_Problem:_
Everything from the line with "Target: front wheel" to the end of the data is to be retyped exactly, and nothing else.

——————

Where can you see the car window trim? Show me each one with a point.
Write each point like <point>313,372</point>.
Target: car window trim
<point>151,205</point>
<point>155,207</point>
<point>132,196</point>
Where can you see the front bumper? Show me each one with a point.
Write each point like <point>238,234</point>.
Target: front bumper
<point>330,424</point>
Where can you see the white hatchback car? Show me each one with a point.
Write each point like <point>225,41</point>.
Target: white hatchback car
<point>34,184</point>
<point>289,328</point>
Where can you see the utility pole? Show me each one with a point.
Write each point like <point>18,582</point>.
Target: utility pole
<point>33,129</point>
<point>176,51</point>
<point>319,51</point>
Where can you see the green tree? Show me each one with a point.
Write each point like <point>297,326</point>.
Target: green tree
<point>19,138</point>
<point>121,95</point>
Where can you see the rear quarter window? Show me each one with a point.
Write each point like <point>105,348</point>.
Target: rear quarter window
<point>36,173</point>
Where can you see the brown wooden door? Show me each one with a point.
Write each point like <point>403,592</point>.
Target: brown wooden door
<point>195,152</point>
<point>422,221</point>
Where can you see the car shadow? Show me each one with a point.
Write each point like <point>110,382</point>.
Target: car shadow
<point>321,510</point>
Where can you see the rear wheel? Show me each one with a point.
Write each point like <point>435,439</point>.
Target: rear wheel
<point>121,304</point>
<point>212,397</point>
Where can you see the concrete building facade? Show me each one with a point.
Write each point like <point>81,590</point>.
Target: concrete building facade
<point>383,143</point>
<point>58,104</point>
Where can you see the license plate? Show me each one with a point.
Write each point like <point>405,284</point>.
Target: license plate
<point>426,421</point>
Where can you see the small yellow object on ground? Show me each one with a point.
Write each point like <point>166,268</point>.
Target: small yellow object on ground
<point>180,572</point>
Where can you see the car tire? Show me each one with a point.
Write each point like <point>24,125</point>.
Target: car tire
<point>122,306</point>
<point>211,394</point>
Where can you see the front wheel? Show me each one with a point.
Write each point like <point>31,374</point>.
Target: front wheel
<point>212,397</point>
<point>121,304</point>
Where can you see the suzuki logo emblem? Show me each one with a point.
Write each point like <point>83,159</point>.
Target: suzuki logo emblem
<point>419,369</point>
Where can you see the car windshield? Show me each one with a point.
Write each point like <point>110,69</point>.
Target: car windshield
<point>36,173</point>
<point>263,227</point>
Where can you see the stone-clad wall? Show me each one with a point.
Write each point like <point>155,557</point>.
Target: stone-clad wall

——————

_Completed task:_
Target: front wheel
<point>212,397</point>
<point>121,304</point>
Where can you see the suzuki logo emblem? Show me each one with a point.
Write each point like <point>83,159</point>.
Target: suzuki logo emblem
<point>419,369</point>
Where can you see the car windshield? Show me each one with a point.
Write each point like <point>110,69</point>.
Target: car windshield
<point>36,173</point>
<point>263,227</point>
Where can you see the stone-clad wall? Show me each one with a point.
Write each point like <point>155,557</point>.
Target: stone-clad wall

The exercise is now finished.